**Directives:**
a. Please quote the stretch of the Lucene indexing post from "Thus searching for" through "Any comments?".
b. In the Lucene indexing post, which URI space served as the sample for indexing xml documents?

**Text segment:**
= = = =
You are viewing a plain text version of this content. The canonical link for it is here.

Posted to dev@cocoon.apache.org by Bernhard Huber <bh...@i-one.at> on 2001/12/02 10:24:59 UTC

Semantic searching, lucene integration, some experiences

Hi,
There was some mails regarding sematic searching, and using lucene as an 
indexing engine some time ago.
For all who are interested in indexing & searching xml, some noted about 
the implementation which
is just at the beginnig:

I have now implemented some avalon components for:
Crawling cocoon-view=content, cocoon-view=links
Now I'm generating for each document which should get generated a full 
HTTP-Request.

Indexing xml documents, as a sample I took the /cocoon/documents URI space.
The lucene documents have following fields:
* url the url of the document
* body the raw text of all elements of the document
* More over each element, and each attribute of an element generated a 
field, too.
Thus searching for "Introduction" searches the body field by default.
Searching for "s1@title:Introduction" searches only for documents having 
an attribute title in s1 element matching Introduction.

I have some question, maybe you can help:
* how can i avoid generating a full http-request, as the crawler sits 
inside of cocoon, and indexing
 an URI space of the current cocoon engine, there should be(?) some 
method accessing the
sitemap, and forwarding it the crawling request, which will speed up the 
indexing step.

Any comments?



---------------------------------------------------------------------
To unsubscribe, e-mail: cocoon-dev-unsubscribe@xml.apache.org
For additional commands, email: cocoon-dev-help@xml.apache.org

Re: Semantic searching, lucene integration, some experiences

Posted by giacomo <gi...@apache.org>.
= = = =
Data entries
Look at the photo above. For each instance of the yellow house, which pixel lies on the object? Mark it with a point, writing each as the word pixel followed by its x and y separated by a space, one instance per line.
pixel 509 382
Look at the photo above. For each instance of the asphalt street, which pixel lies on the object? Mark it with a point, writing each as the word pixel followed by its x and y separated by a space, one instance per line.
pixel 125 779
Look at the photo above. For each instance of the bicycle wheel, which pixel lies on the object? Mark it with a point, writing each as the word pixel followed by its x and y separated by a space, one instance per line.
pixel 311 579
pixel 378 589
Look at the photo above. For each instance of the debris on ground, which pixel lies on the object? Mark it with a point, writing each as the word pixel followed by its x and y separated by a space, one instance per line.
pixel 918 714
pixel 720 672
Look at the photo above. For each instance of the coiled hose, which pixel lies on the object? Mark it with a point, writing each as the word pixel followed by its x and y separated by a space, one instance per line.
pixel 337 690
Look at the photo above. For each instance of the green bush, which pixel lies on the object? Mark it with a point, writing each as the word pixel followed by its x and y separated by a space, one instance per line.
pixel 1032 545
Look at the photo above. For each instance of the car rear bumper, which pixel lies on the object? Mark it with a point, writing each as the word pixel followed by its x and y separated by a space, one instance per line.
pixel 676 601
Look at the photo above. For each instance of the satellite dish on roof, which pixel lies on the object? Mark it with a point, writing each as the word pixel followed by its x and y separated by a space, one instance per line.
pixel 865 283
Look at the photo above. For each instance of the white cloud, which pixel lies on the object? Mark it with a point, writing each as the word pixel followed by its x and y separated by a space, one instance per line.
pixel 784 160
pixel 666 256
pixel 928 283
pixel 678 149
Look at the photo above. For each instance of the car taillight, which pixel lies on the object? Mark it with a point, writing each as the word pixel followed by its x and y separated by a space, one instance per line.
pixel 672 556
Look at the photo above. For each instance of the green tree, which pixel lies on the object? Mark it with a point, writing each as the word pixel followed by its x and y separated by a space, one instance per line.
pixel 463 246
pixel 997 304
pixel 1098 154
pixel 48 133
= = = =
**Answers:**
a.
Thus searching for "Introduction" searches the body field by default.
Searching for "s1@title:Introduction" searches only for documents having 
an attribute title in s1 element matching Introduction.

I have some question, maybe you can help:
* how can i avoid generating a full http-request, as the crawler sits 
inside of cocoon, and indexing
 an URI space of the current cocoon engine, there should be(?) some 
method accessing the
sitemap, and forwarding it the crawling request, which will speed up the 
indexing step.

Any comments?

b. The /cocoon/documents URI space.